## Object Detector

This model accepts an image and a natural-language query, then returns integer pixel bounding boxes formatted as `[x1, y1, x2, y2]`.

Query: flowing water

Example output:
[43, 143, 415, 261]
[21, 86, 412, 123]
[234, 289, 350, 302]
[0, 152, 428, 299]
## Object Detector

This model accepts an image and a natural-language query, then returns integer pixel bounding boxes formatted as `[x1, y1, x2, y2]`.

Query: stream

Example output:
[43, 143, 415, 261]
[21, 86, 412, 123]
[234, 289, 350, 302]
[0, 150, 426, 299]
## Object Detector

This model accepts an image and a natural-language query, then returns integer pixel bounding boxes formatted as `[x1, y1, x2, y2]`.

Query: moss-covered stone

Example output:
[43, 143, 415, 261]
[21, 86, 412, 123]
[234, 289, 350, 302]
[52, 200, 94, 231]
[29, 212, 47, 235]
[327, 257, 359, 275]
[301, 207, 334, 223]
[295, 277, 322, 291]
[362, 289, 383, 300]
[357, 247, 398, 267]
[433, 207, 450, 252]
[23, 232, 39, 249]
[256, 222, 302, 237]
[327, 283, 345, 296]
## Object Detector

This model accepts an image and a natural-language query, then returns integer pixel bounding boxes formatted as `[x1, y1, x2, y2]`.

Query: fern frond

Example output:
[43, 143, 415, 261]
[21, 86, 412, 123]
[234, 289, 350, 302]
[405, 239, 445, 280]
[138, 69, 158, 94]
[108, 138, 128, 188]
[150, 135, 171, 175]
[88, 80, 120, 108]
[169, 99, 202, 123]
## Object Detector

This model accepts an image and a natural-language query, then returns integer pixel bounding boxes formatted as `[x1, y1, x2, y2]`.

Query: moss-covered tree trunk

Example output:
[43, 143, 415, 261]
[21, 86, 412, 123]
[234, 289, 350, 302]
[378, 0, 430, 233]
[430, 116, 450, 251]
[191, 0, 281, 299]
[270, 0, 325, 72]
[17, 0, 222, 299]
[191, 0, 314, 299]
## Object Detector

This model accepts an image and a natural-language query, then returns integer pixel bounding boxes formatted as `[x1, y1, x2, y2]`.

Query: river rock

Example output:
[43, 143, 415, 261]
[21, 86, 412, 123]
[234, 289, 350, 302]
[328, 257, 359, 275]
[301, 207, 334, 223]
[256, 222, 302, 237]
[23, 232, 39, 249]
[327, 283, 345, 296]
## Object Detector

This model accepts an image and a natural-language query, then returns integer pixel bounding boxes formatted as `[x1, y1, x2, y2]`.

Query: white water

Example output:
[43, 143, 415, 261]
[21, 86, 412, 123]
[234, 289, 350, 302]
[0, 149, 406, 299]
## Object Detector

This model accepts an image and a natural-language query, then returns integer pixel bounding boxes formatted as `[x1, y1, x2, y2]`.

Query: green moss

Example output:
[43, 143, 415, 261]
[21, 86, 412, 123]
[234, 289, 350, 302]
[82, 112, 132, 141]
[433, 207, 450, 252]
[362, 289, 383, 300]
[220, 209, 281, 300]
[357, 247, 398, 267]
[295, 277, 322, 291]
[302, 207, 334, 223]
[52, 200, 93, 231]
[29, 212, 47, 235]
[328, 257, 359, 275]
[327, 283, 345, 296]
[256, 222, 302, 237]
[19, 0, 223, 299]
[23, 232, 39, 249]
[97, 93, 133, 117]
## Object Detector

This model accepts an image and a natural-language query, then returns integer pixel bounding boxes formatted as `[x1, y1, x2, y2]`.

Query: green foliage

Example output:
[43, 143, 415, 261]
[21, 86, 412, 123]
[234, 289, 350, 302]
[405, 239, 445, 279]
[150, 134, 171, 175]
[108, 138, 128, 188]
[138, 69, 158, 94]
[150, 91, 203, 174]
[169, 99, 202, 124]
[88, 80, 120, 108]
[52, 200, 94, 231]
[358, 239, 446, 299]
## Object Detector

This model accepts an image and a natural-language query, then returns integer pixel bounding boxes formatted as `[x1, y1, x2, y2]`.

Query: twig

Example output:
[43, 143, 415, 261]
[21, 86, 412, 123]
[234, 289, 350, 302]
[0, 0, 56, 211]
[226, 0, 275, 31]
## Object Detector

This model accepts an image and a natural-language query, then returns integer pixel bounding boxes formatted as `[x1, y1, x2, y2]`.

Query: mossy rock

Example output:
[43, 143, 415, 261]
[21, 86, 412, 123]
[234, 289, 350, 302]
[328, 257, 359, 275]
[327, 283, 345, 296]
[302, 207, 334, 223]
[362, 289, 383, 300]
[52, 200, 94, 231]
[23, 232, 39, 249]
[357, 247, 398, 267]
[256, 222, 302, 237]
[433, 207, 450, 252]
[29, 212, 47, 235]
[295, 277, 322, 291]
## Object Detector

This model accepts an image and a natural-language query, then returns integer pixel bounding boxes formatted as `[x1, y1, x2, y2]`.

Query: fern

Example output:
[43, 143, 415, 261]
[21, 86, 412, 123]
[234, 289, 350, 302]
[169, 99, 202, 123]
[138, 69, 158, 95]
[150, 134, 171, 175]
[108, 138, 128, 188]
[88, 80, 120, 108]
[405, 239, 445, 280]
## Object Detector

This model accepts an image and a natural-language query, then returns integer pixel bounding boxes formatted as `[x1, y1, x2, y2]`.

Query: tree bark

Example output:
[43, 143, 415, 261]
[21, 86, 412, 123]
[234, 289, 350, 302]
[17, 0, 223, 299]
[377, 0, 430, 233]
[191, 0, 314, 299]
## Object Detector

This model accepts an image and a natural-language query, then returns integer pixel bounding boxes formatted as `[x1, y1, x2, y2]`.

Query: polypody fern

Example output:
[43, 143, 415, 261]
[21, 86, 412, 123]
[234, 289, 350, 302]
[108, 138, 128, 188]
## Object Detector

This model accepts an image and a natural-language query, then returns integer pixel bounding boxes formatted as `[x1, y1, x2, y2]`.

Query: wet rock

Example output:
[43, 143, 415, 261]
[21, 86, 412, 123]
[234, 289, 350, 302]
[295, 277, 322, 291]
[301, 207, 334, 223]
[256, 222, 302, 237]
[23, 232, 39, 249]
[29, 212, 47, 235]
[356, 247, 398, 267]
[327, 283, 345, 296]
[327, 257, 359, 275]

---------------

__Brief__: Reproduce the full material above word for word, from its first line through its last.

__Solution to the problem__:
## Object Detector

This model accepts an image and a natural-language query, then returns integer pixel bounding boxes formatted as `[x1, y1, x2, y2]`.

Query: flowing water

Example output:
[43, 143, 415, 261]
[21, 86, 412, 123]
[234, 289, 350, 302]
[0, 152, 428, 299]
## Object Detector

This model accepts an image and a natural-language query, then returns integer pixel bounding boxes formatted as `[x1, y1, x2, y2]`.

Query: stream

Example output:
[43, 143, 415, 261]
[21, 86, 412, 123]
[234, 289, 350, 302]
[0, 150, 426, 299]
## Object Detector

This model accepts an image and a natural-language query, then returns integer pixel bounding boxes formatted as `[x1, y1, x2, y2]`.

Query: moss-covered stone

Example output:
[43, 143, 415, 261]
[21, 86, 412, 123]
[234, 289, 350, 302]
[52, 200, 94, 231]
[29, 212, 47, 235]
[327, 257, 359, 275]
[301, 207, 334, 223]
[295, 277, 322, 291]
[362, 289, 383, 300]
[357, 247, 398, 267]
[433, 207, 450, 252]
[23, 232, 39, 249]
[256, 222, 302, 237]
[327, 283, 345, 296]
## Object Detector

This model accepts an image and a natural-language query, then returns integer pixel bounding boxes formatted as `[x1, y1, x2, y2]`.

Query: fern frond

Example output:
[43, 143, 415, 261]
[21, 86, 412, 123]
[234, 289, 350, 302]
[405, 239, 445, 280]
[138, 69, 158, 94]
[108, 138, 128, 188]
[150, 135, 171, 175]
[88, 80, 120, 108]
[169, 99, 202, 123]
## Object Detector

This model accepts an image and a natural-language query, then returns integer pixel bounding boxes formatted as `[x1, y1, x2, y2]`.

Query: moss-covered tree trunk

Example output:
[43, 143, 415, 261]
[21, 86, 412, 123]
[234, 289, 350, 302]
[378, 0, 430, 233]
[430, 116, 450, 251]
[191, 0, 281, 299]
[270, 0, 325, 72]
[17, 0, 222, 299]
[191, 0, 314, 299]
## Object Detector

This model accepts an image and a natural-language query, then returns integer pixel bounding boxes formatted as `[x1, y1, x2, y2]`.

Query: river rock

Example output:
[43, 143, 415, 261]
[21, 86, 412, 123]
[234, 289, 350, 302]
[328, 257, 359, 275]
[301, 207, 334, 223]
[256, 222, 302, 237]
[23, 232, 39, 249]
[327, 283, 345, 296]
## Object Detector

This model accepts an image and a natural-language query, then returns integer pixel bounding boxes formatted as `[x1, y1, x2, y2]`.

Query: white water

Example output:
[43, 143, 415, 261]
[21, 86, 412, 123]
[234, 289, 350, 302]
[0, 149, 406, 299]
## Object Detector

This model accepts an image and a natural-language query, then returns integer pixel bounding boxes formatted as `[x1, y1, x2, y2]`.

Query: green moss

Example output:
[43, 143, 415, 261]
[21, 86, 412, 123]
[234, 289, 350, 302]
[82, 112, 132, 141]
[433, 207, 450, 252]
[362, 289, 383, 300]
[220, 209, 281, 300]
[357, 247, 398, 267]
[295, 277, 322, 291]
[302, 207, 334, 223]
[52, 200, 93, 231]
[29, 212, 47, 235]
[328, 257, 359, 275]
[327, 283, 345, 296]
[256, 222, 302, 237]
[19, 0, 223, 299]
[23, 232, 39, 249]
[97, 93, 133, 117]
## Object Detector

This model accepts an image and a natural-language query, then returns integer pixel bounding boxes formatted as `[x1, y1, x2, y2]`.

Query: green foliage

Example output:
[43, 143, 415, 261]
[21, 86, 412, 123]
[234, 289, 350, 302]
[405, 239, 445, 279]
[150, 134, 171, 175]
[108, 138, 128, 188]
[138, 69, 158, 94]
[150, 91, 203, 174]
[169, 99, 202, 124]
[88, 80, 120, 108]
[52, 200, 94, 231]
[358, 239, 446, 299]
## Object Detector

This model accepts an image and a natural-language query, then returns integer pixel bounding boxes formatted as `[x1, y1, x2, y2]`.

Query: twig

Example output:
[43, 143, 415, 261]
[21, 86, 412, 123]
[234, 289, 350, 302]
[0, 0, 56, 211]
[226, 0, 275, 31]
## Object Detector

This model accepts an image and a natural-language query, then returns integer pixel bounding boxes formatted as `[x1, y1, x2, y2]`.

Query: mossy rock

Example output:
[43, 143, 415, 261]
[21, 86, 412, 123]
[234, 289, 350, 302]
[328, 257, 359, 275]
[327, 283, 345, 296]
[302, 207, 334, 223]
[362, 289, 383, 300]
[52, 200, 94, 231]
[23, 232, 39, 249]
[357, 247, 398, 267]
[256, 222, 302, 237]
[433, 207, 450, 252]
[29, 212, 47, 235]
[295, 277, 322, 291]
## Object Detector

This model accepts an image and a natural-language query, then returns integer pixel bounding boxes formatted as `[x1, y1, x2, y2]`.

Query: fern

Example output:
[43, 143, 415, 261]
[21, 86, 412, 123]
[234, 289, 350, 302]
[169, 99, 202, 123]
[138, 69, 158, 95]
[150, 134, 171, 175]
[108, 138, 128, 188]
[88, 80, 120, 108]
[405, 239, 445, 280]
## Object Detector

This model accepts an image and a natural-language query, then returns integer pixel bounding boxes formatted as `[x1, y1, x2, y2]`.

Query: tree bark

Example output:
[43, 143, 415, 261]
[21, 86, 412, 123]
[234, 289, 350, 302]
[17, 0, 223, 299]
[377, 0, 430, 233]
[191, 0, 314, 299]
## Object Detector

This model accepts an image and a natural-language query, then returns integer pixel bounding boxes formatted as `[x1, y1, x2, y2]`.

Query: polypody fern

Example output:
[43, 143, 415, 261]
[21, 86, 412, 123]
[234, 289, 350, 302]
[108, 138, 128, 188]
## Object Detector

This model accepts an image and a natural-language query, then returns integer pixel bounding boxes formatted as `[x1, y1, x2, y2]`.

Query: wet rock

Example output:
[43, 143, 415, 261]
[21, 86, 412, 123]
[234, 289, 350, 302]
[295, 277, 322, 291]
[301, 207, 334, 223]
[256, 222, 302, 237]
[23, 232, 39, 249]
[29, 212, 47, 235]
[356, 247, 398, 267]
[327, 283, 345, 296]
[327, 257, 359, 275]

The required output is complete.